Your objective »
With the pictures removed, write out the data below exactly.

Input records »
┏━━

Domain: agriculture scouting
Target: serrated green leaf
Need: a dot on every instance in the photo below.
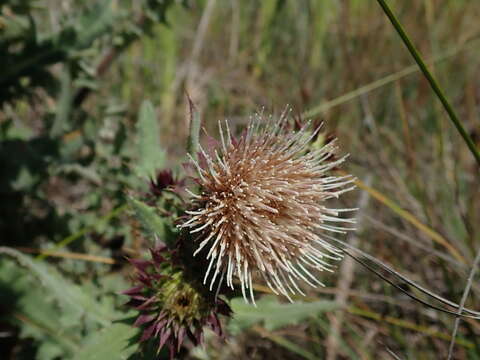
(114, 342)
(152, 224)
(274, 314)
(66, 293)
(35, 313)
(150, 154)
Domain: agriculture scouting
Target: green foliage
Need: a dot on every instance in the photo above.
(152, 224)
(150, 155)
(272, 314)
(113, 342)
(60, 316)
(70, 297)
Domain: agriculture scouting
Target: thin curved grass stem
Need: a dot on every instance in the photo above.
(461, 306)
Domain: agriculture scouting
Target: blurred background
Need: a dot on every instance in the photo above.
(74, 73)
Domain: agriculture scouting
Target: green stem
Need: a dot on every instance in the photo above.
(433, 83)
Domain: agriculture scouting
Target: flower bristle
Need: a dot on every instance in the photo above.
(172, 307)
(260, 208)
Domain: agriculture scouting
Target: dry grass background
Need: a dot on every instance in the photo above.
(326, 59)
(340, 62)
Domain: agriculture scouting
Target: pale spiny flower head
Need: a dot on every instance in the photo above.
(262, 207)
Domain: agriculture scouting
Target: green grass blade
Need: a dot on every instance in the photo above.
(433, 83)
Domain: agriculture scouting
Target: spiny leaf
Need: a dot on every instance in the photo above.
(151, 222)
(113, 342)
(150, 154)
(67, 294)
(273, 314)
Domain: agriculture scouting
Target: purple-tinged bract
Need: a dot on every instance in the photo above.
(172, 306)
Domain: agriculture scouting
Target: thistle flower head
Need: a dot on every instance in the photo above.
(172, 307)
(262, 208)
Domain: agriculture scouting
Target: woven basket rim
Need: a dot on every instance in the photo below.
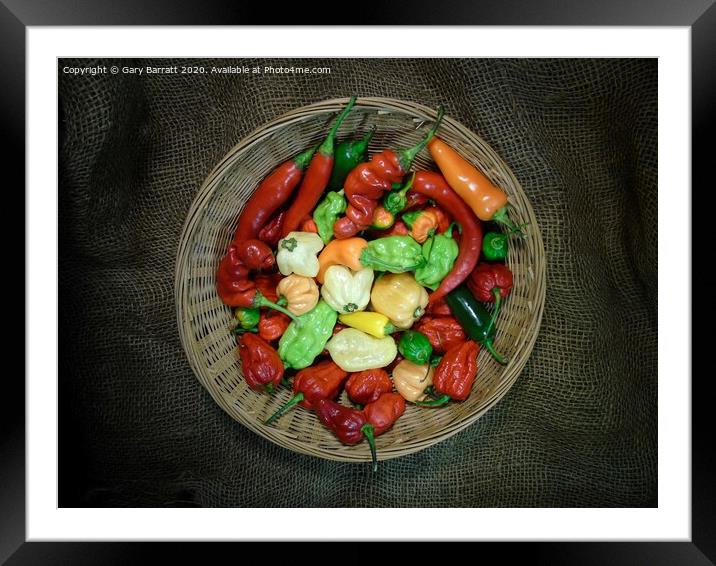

┗━━

Task output »
Domain: agriculture scouting
Target: serrated green leaf
Need: a dot on every instance in the photo below.
(114, 342)
(152, 224)
(274, 314)
(66, 293)
(35, 313)
(150, 154)
Domain: agriculture scouting
Target: green foliage
Need: a dot on every instance in the photo above.
(152, 224)
(150, 155)
(272, 314)
(113, 342)
(60, 316)
(70, 297)
Domain: agriculture scouting
Target: thin curved grass stem
Need: a dot on every instance in the photo above.
(461, 306)
Domain: agriculture scouting
Target: blurred background
Need: a dot on every instance in the photo above.
(74, 73)
Domain: agriculture scouting
Target: green stem
Need: a dot on every instance in the photo above.
(433, 83)
Domain: agriculture scouting
Target: flower bristle
Need: a dot on every instance in the photo above.
(172, 307)
(260, 208)
Domain: agriculture scouting
Target: dry grass background
Need: a dot on every instance in the photo above.
(326, 59)
(340, 62)
Domain: agriculture scouting
Target: pale spiny flower head
Need: a dot on every instance in the photo above.
(262, 207)
Domain: agriculture scouting
Target: green grass blade
Need: a dot on every instance in the photo above.
(433, 83)
Domain: agriculture scouting
Target: spiny leaf
Need: a dot on every instance in the photo above.
(151, 222)
(113, 342)
(150, 154)
(67, 294)
(273, 314)
Domain: agriculture scouting
Target: purple-tinged bract
Need: a dot on every instance in the photo above.
(172, 306)
Domain: agriculture scouting
Target: thistle flower head
Need: a dot on every instance in the photo above.
(172, 307)
(262, 208)
Domain: agriculture scouting
Target: woven basket rim
Need: a dot on every instance in the photo below.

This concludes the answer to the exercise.